Let the Uber experts do what travellers have needed all along. Give the people UberX.

Monday, February 24, 2014

Meet Your Professional Mess-Tackler

Upon reading several Harvard Business Review articles about Design Thinking to fuel the relevance of a new and improved Marketing Survey, I came across an excerpt by Caroline O'Conner and Sarah Stein Greenberg of the Hasso Plattner Institute of Design.  The Hasso Plattner Institute of Design in Germany administers their campus in the United States as the Stanford University "d.school", founded by David Kelley in 2004.



Caroline (a lecturer) and Sarah (managing director) had an excerpt called "Tackling the Mess, One Step at a Time" in the larger article by Tom Kelley and David Kelley, Reclaim Your Creative Confidence.  While I can relate to the five items in the list as valid ways of testing the user experience of your own organisation, I relate even more to the whole concept (often greater than the sum of its parts.)


Tackling the Mess, One Step at a Time



1. Lurk in online forums.


Listen in as potential customers share information, air grievances, and ask questions—it’s the virtual equivalent of hanging around a popular cafĂ©. You’re not looking for evaluations of features or cost; you’re searching for clues about their concerns and desires.

2. Pick up the phone and call your own company’s customer service line.


Walk through the experience as if you were a customer, noting how your problem is handled and how you’re feeling along the way.

3. Seek out an unexpected expert.


What does the receptionist in your building know about your firm’s customer experience? If you use a car service for work travel, what insights do the drivers have about your firm? If you’re in health care, talk to a medical assistant, not a doctor. If you make a physical product, ask a repair person to tell you about common failure areas.

• Source data:
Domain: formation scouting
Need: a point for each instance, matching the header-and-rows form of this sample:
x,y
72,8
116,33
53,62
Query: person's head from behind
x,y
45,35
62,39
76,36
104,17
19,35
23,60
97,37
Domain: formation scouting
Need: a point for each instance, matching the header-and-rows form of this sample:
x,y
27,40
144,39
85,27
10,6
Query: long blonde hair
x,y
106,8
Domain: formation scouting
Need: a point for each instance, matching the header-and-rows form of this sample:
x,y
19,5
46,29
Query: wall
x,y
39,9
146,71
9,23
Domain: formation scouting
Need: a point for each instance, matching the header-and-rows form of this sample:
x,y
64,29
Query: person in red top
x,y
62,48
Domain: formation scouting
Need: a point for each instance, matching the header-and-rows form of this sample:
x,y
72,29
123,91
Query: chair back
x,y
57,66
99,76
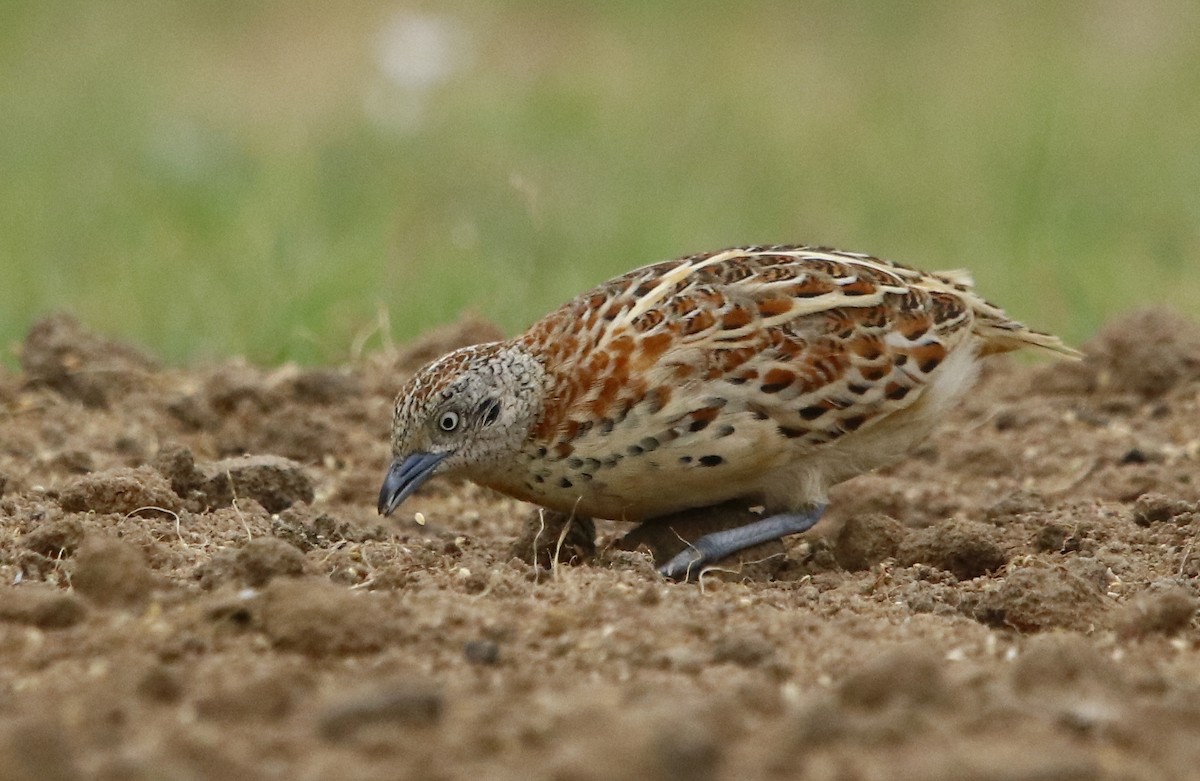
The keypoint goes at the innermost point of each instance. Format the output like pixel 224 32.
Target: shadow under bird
pixel 760 373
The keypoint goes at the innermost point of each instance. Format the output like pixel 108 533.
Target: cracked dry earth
pixel 193 584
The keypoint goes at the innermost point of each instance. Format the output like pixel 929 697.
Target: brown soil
pixel 1015 601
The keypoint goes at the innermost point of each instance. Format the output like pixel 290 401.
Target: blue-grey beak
pixel 405 476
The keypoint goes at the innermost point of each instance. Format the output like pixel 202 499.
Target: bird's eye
pixel 449 421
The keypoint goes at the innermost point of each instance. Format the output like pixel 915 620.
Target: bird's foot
pixel 713 547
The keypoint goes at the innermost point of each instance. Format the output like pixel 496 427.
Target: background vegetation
pixel 279 179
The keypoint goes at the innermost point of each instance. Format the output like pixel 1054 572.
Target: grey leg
pixel 719 545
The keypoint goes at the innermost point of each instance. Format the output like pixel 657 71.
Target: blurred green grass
pixel 279 179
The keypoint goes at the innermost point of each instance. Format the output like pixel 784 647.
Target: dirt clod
pixel 265 558
pixel 865 540
pixel 1167 612
pixel 55 539
pixel 42 606
pixel 1147 352
pixel 111 572
pixel 319 619
pixel 481 652
pixel 274 481
pixel 966 548
pixel 1044 596
pixel 910 676
pixel 1157 508
pixel 121 491
pixel 413 704
pixel 85 367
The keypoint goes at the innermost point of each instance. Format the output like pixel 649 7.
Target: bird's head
pixel 467 413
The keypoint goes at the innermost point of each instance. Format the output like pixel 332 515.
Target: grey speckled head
pixel 467 413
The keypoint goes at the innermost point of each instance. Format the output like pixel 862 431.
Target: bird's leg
pixel 719 545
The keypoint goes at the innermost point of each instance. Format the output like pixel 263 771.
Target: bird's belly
pixel 652 479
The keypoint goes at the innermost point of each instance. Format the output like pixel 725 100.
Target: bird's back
pixel 747 360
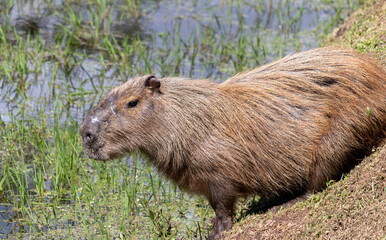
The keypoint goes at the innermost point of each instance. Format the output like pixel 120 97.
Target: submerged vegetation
pixel 58 58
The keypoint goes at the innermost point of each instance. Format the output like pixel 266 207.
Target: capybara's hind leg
pixel 222 204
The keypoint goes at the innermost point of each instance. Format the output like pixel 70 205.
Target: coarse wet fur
pixel 284 128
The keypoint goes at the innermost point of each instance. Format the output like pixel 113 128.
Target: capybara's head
pixel 120 122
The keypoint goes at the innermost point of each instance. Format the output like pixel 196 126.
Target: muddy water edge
pixel 58 58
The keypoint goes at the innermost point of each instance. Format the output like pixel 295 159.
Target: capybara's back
pixel 283 128
pixel 321 111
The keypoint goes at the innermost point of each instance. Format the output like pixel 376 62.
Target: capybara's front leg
pixel 223 207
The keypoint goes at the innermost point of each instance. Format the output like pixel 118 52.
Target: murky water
pixel 279 27
pixel 197 39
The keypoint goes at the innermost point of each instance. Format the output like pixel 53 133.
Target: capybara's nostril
pixel 88 137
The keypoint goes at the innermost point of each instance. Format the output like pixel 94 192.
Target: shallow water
pixel 161 25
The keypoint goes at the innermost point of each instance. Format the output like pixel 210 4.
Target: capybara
pixel 284 128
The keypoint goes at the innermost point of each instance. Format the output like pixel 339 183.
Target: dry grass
pixel 355 207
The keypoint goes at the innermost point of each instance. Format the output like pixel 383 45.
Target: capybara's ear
pixel 152 83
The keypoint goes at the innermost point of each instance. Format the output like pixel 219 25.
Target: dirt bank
pixel 355 207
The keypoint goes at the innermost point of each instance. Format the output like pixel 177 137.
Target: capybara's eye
pixel 132 104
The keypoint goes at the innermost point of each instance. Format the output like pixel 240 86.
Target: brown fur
pixel 283 128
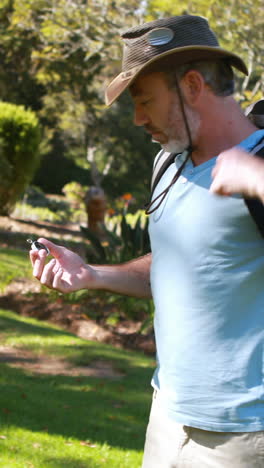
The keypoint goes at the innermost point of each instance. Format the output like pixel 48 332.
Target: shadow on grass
pixel 99 410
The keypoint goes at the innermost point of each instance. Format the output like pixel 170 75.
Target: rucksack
pixel 256 208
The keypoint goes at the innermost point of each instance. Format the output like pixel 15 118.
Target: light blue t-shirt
pixel 207 279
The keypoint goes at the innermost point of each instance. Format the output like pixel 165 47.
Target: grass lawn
pixel 70 421
pixel 66 421
pixel 13 264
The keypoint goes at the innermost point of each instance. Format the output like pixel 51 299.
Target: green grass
pixel 65 421
pixel 13 264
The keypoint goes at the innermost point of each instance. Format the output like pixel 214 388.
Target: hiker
pixel 206 267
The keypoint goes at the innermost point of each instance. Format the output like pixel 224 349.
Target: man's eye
pixel 145 102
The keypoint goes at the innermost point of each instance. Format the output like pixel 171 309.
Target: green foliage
pixel 239 27
pixel 12 262
pixel 122 244
pixel 75 193
pixel 19 143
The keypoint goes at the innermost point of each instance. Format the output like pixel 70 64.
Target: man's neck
pixel 221 129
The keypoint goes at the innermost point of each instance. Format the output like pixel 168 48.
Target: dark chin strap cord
pixel 154 204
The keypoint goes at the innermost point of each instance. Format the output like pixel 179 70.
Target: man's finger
pixel 54 249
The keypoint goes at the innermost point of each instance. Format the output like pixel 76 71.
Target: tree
pixel 239 27
pixel 75 53
pixel 19 142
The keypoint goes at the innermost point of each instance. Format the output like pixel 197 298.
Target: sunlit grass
pixel 13 264
pixel 67 421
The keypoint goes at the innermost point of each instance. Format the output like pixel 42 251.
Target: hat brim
pixel 182 55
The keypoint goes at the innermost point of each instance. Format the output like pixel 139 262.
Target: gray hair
pixel 218 75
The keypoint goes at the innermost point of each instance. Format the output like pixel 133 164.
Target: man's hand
pixel 66 272
pixel 238 172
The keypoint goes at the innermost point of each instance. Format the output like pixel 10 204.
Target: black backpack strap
pixel 255 206
pixel 163 161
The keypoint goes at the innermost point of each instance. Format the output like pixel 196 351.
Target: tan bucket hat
pixel 188 38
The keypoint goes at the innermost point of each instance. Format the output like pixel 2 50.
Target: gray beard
pixel 174 146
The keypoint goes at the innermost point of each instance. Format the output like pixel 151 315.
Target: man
pixel 206 268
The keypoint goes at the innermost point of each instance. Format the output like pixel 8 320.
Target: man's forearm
pixel 130 278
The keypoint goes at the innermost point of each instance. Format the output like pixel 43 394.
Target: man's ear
pixel 193 86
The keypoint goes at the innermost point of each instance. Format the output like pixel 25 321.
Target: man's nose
pixel 140 117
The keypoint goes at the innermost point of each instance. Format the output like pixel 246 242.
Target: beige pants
pixel 171 445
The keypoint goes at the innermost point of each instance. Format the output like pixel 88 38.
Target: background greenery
pixel 56 59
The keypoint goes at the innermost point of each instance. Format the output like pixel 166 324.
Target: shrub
pixel 122 244
pixel 19 158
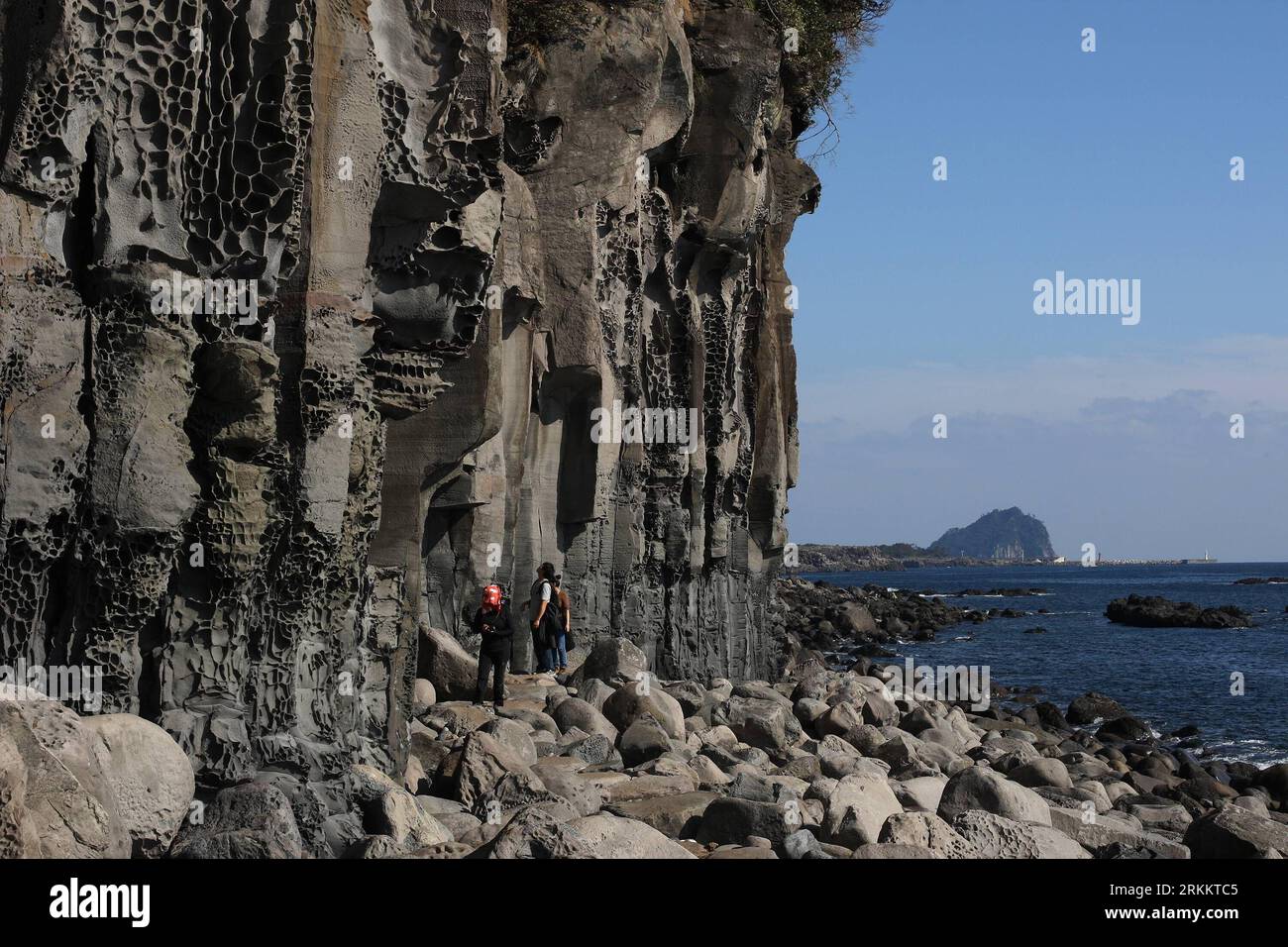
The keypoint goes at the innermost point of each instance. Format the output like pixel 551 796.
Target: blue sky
pixel 915 296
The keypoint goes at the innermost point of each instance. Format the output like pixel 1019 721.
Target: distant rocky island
pixel 997 538
pixel 999 535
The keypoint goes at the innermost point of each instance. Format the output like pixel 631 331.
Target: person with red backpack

• Assignment:
Reproduce the design thinking post word for word, starting at "1. Lurk in online" and ending at "concerns and desires.".

• Completed task:
1. Lurk in online forums.


Listen in as potential customers share information, air grievances, and ask questions—it’s the virtual equivalent of hanging around a popular cafĂ©. You’re not looking for evaluations of features or cost; you’re searching for clues about their concerns and desires.